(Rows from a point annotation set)
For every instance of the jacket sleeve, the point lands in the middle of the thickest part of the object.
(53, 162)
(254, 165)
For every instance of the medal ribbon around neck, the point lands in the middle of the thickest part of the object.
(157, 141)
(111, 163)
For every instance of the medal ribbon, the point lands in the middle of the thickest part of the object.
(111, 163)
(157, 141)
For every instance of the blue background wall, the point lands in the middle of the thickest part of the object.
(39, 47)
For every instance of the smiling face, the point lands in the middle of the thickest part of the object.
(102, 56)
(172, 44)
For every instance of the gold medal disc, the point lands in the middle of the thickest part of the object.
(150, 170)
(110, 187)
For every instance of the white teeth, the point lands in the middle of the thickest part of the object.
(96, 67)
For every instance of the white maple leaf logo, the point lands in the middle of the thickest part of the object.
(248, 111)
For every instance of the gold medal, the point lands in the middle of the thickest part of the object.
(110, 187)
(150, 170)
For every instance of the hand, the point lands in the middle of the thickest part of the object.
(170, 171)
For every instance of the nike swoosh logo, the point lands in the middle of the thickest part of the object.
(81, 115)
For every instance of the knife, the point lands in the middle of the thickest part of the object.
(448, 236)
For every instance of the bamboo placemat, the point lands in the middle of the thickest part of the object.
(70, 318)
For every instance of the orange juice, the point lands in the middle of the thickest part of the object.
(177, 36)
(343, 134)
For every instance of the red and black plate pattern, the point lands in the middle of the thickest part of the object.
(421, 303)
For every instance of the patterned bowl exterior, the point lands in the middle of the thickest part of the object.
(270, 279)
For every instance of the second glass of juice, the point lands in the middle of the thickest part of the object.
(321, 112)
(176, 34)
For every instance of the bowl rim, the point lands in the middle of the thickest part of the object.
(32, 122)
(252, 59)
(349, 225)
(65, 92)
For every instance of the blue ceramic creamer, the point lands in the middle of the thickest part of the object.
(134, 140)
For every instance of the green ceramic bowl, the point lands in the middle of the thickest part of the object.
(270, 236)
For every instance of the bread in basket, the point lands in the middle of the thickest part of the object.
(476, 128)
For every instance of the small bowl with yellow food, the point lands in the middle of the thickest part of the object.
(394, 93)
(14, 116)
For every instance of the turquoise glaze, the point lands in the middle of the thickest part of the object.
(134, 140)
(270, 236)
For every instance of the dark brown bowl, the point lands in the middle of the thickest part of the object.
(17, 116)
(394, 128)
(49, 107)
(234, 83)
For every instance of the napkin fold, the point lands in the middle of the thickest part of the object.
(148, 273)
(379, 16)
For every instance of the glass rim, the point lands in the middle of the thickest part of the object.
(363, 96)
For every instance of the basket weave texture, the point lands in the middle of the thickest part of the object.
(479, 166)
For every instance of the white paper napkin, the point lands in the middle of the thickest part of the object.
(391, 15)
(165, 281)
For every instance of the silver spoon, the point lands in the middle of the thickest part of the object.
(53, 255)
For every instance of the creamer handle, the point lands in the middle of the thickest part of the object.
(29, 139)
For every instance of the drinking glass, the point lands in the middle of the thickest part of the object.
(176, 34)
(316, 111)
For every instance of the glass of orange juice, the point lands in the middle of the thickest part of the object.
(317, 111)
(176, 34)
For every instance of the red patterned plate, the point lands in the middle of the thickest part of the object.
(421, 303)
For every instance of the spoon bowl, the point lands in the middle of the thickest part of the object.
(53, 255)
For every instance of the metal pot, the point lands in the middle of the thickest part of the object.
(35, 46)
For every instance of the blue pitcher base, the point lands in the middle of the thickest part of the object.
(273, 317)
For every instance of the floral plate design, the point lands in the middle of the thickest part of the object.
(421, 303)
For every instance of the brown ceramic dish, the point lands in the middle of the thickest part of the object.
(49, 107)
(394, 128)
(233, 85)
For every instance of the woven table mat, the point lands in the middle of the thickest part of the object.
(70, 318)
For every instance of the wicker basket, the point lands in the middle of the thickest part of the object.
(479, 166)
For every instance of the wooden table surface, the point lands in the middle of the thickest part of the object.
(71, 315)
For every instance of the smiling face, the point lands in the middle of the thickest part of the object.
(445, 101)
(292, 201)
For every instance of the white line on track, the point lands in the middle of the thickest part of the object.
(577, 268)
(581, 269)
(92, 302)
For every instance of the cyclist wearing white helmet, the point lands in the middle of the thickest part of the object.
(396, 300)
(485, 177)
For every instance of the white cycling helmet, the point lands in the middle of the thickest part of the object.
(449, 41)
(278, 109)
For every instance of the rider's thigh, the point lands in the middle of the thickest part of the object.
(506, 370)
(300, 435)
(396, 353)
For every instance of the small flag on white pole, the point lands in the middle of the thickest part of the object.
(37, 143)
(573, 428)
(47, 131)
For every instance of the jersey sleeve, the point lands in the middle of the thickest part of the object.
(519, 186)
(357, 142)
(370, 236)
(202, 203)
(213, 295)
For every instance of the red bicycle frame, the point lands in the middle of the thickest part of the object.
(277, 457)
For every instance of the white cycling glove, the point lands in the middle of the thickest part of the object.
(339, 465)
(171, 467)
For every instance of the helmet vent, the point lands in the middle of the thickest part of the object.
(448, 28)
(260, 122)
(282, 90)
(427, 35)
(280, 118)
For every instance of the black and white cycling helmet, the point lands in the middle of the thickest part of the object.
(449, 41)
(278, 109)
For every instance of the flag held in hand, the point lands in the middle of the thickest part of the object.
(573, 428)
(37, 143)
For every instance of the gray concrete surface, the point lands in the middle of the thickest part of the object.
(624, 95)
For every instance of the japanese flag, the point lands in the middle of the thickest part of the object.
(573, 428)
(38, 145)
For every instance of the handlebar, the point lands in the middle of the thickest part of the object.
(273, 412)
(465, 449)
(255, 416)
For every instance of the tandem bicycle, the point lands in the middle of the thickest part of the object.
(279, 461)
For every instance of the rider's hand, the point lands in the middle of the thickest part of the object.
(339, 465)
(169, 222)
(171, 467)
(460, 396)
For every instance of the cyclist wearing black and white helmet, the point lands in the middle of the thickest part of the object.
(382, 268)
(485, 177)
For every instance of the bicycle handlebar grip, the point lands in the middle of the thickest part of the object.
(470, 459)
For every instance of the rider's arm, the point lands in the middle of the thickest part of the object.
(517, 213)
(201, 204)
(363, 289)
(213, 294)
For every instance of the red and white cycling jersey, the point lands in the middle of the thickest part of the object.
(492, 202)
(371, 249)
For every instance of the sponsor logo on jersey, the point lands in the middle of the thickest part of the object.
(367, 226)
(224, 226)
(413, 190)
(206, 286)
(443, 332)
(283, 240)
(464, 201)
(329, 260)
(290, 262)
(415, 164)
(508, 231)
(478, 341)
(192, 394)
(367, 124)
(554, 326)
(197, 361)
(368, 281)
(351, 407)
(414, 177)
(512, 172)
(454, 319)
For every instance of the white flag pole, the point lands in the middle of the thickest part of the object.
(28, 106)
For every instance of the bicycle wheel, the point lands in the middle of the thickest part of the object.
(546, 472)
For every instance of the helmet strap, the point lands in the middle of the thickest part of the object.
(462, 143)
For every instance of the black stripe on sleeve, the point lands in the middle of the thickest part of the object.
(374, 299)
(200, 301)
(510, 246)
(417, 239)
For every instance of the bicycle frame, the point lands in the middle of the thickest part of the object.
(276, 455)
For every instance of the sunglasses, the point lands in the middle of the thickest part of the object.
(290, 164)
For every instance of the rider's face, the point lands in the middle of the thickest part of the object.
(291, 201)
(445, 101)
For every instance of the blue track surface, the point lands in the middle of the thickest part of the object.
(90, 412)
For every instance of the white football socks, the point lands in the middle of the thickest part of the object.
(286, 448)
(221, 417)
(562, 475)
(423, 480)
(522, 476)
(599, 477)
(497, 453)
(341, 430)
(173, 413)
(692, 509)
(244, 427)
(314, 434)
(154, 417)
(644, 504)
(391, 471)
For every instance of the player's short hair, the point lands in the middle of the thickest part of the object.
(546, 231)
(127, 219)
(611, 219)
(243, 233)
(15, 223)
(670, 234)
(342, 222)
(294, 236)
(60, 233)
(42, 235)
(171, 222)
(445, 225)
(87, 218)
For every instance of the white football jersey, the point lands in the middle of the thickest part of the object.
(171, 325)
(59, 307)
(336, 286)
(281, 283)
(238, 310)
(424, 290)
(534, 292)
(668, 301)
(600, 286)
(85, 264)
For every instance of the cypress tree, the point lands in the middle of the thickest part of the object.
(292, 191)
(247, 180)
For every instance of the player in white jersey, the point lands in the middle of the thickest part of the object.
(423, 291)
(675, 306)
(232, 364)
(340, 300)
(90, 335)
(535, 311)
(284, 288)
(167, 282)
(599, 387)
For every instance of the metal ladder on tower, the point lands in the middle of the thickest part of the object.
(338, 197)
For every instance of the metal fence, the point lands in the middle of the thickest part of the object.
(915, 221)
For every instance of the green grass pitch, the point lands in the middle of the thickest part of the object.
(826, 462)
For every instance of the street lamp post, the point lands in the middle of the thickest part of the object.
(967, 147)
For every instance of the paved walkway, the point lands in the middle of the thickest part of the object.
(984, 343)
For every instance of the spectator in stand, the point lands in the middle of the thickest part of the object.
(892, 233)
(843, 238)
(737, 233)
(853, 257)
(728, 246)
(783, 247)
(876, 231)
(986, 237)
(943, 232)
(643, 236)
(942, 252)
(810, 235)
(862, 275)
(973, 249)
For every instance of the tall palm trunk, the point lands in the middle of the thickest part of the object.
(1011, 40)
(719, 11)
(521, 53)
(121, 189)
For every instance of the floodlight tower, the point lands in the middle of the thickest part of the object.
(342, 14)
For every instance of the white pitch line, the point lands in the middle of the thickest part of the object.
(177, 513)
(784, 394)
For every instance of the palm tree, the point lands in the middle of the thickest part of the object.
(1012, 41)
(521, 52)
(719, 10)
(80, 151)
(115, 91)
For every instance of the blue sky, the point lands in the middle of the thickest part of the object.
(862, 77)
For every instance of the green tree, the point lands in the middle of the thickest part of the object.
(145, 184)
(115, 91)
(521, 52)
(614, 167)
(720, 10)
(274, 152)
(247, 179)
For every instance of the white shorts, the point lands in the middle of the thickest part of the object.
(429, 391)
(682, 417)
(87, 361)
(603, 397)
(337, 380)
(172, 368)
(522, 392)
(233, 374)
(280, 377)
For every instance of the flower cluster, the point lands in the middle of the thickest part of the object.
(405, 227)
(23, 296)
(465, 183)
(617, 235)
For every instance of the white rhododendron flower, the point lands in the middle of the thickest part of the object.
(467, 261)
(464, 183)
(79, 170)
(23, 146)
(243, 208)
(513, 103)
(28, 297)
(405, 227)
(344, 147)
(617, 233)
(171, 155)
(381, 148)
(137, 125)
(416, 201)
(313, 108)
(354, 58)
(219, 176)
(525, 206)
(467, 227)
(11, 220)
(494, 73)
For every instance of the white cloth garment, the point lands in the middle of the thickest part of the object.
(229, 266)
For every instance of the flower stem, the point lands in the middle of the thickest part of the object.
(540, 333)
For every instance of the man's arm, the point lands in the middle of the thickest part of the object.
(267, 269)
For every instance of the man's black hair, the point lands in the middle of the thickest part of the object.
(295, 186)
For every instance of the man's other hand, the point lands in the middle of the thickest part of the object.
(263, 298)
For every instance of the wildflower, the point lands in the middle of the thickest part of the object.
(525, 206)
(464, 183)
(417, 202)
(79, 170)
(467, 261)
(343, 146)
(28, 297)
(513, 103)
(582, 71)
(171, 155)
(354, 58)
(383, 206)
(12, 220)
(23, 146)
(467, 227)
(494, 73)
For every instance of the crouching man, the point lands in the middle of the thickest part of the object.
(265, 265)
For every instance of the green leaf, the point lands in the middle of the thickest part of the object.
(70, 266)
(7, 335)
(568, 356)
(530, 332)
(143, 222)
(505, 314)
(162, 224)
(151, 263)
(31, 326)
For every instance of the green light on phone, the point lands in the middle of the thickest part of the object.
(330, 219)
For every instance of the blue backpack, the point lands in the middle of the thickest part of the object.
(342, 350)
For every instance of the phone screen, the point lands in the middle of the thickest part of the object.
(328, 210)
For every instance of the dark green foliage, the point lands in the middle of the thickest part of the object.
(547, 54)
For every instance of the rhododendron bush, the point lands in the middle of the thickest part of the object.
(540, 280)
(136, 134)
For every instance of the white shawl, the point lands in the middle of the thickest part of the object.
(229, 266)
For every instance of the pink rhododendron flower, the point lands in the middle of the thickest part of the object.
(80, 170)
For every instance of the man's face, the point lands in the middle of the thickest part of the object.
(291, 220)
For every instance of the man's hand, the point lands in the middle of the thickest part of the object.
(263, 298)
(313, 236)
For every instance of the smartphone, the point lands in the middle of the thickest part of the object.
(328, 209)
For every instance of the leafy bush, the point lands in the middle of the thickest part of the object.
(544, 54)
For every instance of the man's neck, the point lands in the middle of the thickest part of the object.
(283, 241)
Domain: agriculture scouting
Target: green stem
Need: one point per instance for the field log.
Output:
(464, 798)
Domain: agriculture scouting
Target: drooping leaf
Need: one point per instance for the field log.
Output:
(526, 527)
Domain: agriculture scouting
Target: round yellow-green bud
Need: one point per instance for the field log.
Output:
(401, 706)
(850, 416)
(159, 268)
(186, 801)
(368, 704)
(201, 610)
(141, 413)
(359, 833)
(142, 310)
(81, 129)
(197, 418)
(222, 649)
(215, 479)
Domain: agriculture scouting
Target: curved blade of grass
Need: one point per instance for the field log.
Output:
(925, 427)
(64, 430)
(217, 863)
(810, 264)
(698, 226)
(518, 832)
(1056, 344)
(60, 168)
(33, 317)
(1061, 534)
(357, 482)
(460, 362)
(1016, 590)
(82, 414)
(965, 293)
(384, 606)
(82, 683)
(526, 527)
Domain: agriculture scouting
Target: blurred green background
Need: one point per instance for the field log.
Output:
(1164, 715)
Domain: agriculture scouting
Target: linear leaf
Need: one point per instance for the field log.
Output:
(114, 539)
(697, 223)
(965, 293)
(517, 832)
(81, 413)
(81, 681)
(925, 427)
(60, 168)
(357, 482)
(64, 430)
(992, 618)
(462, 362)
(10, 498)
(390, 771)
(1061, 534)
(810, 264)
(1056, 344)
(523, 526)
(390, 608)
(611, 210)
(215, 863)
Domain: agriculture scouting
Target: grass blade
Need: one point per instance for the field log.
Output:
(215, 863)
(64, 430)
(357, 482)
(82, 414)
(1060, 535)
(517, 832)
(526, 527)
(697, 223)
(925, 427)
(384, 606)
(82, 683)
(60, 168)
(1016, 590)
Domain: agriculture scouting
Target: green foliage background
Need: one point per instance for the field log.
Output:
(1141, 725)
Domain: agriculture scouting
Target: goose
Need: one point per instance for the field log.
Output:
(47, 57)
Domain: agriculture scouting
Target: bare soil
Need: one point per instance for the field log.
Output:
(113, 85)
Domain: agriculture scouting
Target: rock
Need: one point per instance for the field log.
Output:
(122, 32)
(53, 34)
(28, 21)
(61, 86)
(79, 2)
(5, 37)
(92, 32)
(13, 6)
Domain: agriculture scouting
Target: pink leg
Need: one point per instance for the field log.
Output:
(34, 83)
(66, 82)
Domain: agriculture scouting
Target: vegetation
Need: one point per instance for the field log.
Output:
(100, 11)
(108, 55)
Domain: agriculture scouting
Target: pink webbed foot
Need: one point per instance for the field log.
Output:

- [Task to carry out] Tally the lines in the rows above that contain the string "logo". Reply with the count only.

- [Exercise output] 3